- [Extrait du document]:
Katty Langelez : Comment devient-on psychanalyste ? « En cherchant sa voix sans jamais la trouver »

« Depuis sa mort, il ne reste de la vie qu’un mauvais rêve ». Enfant, dans le noir, je m’imaginais entourée de la protection de ma Mère, mais je ne pouvais pas l’entendre. J’avais perdu sa voix, et même la bribe d’enregistrement qui en restait m’était devenue étrangère.

Alors, je me suis mise à sa recherche en apprenant sa langue, et puis d’autres, puisqu’elle les parlait si bien, et sans accent, disait-on d’elle. Je me suis passionnée pour le fantastique et les phénomènes paranormaux, mais pour n’être que déçue.

En rhéto, la question de ma voie dans l’existence s’est déchainée : qu’allais-je donc faire de cette vie indue ? La réponse s’est imposée dans la joie : je serai interprète. Pendant une année, j’ai travaillé d’arrache-pied (d’arrache-langue pourrais-je dire) pour avoir une chance de réussir dans cette haute école réputée très exigeante mais je n’ai pas osé en prendre le risque (la menace était claire : si tu rates une année, c’est terminé.)

Je me suis retrouvée déçue, triste et amère sur les bancs de la fac de psycho réputée facile. Lorsque je traînais les pieds aux cours, je passais devant un magasin de meubles où se prélassait un magnifique divan Le Corbusier qui lui seul me donnait un brin d’espoir. Je ne savais pas encore pourquoi.

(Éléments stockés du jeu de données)
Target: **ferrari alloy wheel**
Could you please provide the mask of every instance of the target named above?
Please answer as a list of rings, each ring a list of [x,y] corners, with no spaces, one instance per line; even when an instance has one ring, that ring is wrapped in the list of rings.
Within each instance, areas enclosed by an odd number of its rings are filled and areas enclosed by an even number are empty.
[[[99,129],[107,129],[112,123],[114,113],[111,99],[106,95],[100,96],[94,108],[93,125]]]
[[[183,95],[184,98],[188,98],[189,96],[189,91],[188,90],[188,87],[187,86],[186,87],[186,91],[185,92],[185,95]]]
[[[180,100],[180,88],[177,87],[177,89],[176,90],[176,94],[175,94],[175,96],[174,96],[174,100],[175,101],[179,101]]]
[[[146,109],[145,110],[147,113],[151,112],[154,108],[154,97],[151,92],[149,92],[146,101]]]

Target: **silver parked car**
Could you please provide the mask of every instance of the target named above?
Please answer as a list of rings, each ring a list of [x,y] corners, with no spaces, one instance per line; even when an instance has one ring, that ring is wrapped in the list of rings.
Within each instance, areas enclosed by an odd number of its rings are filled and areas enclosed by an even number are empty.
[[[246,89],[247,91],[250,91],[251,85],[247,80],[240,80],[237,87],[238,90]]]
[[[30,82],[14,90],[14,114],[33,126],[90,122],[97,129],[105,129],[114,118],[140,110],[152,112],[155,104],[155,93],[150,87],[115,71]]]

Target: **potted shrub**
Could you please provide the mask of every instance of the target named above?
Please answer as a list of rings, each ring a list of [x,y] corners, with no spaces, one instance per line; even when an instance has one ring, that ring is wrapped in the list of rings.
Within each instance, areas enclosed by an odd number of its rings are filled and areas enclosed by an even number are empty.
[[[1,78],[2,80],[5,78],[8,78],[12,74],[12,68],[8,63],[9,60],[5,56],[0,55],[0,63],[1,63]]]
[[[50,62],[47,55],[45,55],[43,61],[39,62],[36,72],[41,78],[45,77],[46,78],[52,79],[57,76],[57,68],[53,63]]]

- [Questions]:
1/ Modifiez le passage du texte sur le parcours vers la psychanalyse allant de « Alors, je me » à « année, c’est terminé.) », en y remplaçant « interprète » par « traductrice ».
2/ Poursuivez le texte sur le parcours vers la psychanalyse en reprenant juste après sa dernière phrase.
Les lignes constituent un matériau à part, distinct du texte.

- [Résultats par tâche]:
1/
Alors, je me suis mise à sa recherche en apprenant sa langue, et puis d’autres, puisqu’elle les parlait si bien, et sans accent, disait-on d’elle. Je me suis passionnée pour le fantastique et les phénomènes paranormaux, mais pour n’être que déçue.

En rhéto, la question de ma voie dans l’existence s’est déchainée : qu’allais-je donc faire de cette vie indue ? La réponse s’est imposée dans la joie : je serai traductrice. Pendant une année, j’ai travaillé d’arrache-pied (d’arrache-langue pourrais-je dire) pour avoir une chance de réussir dans cette haute école réputée très exigeante mais je n’ai pas osé en prendre le risque (la menace était claire : si tu rates une année, c’est terminé.)

2/
Arrivée au bout de mon bagne universitaire, j’ai voulu très vite trouver un travail, et le hasard des choses m’a mené au Courtil. J’y ai rencontré des enfants qui entendaient des voix. Eux ils pouvaient et moi pas! J’ai aussi en parallèle conclu mon cursus par un mémoire sur la qualité vocale dans le bilinguisme français-polonais mais je n’y ai pas plus trouvé la voix qu’ailleurs. Par contre les psychotiques eux l’avaient la voix. J’en ai fait ma voie pendant plus de quinze années et j’ai entrepris une psychanalyse et ai retrouvé Le Corbusier.

J’ai dit à l’analyste que j’avais déjà tout essayé, mais que cela ne répondait jamais et il m’a rétorqué : « vous êtes venue là où ça répondra ». Oui pendant de longues années, ça a répondu, et même à l’occasion tonitrué. Puis j’en ai conclu, dans un temps logique, que j’étais bien contente qu’elle soit morte, que je ne souhaitais plus la rejoindre ni retrouver cette voix.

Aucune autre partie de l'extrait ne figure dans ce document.